TEXT PROVIDED:
▬▬▬
On making Beeminder more appealing to a wider audience

I guess in my mind the thing that makes Beeminder seem like a tool for nerd-only or semi-human robots is when it is telling you to do a fraction of a task that is literally impossible to do a fraction of. Being asked to work for a very small amount of time or, e.g. read a very small number of pages of a book seems like a related but different problem.

A feature I’ve wanted for a long time is the ability to specify a minimum “session size”, which I think would address both of these issues. For example, if you could tell Beeminder “I want to read 200 pages per week in sessions of at least 25 pages” then you’ll get cozier book time and the Beeminder UI can be smarter about how it displays things. i.e. the integery setting goes away because you can just say “I want to floss my teeth 6 days per week in sessions of at least 1 flossing”.
▬▬▬
TASK TO COMPLETE: Output the Beeminder text verbatim from "I guess in my" up to and including "but different problem.". Work from the Beeminder text alone.

DATA SEGMENT:
▬▬▬
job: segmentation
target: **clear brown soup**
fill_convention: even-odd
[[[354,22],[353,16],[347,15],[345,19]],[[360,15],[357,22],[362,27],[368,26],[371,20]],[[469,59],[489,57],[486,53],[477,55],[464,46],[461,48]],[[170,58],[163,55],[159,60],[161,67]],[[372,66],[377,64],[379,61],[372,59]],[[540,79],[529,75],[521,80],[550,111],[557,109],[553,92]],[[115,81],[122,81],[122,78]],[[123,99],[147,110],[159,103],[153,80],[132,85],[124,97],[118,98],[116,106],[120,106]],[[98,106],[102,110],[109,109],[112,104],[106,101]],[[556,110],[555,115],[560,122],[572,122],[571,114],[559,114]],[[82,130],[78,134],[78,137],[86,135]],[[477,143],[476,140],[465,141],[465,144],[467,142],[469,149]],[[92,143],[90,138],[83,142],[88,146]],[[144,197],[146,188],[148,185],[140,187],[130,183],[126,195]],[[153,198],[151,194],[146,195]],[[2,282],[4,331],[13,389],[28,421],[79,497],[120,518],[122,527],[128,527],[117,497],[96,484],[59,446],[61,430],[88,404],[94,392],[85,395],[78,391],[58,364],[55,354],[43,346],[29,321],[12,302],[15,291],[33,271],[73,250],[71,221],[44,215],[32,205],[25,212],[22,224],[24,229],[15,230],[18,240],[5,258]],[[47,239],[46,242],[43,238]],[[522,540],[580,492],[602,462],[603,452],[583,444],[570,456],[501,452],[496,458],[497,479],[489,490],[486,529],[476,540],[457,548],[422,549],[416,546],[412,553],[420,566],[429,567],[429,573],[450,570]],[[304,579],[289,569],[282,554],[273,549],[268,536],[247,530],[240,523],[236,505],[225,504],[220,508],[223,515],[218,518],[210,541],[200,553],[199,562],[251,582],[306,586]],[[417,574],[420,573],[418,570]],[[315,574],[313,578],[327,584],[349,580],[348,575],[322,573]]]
▬▬▬
TASK RESULT:
I guess in my mind the thing that makes Beeminder seem like a tool for nerd-only or semi-human robots is when it is telling you to do a fraction of a task that is literally impossible to do a fraction of. Being asked to work for a very small amount of time or, e.g. read a very small number of pages of a book seems like a related but different problem.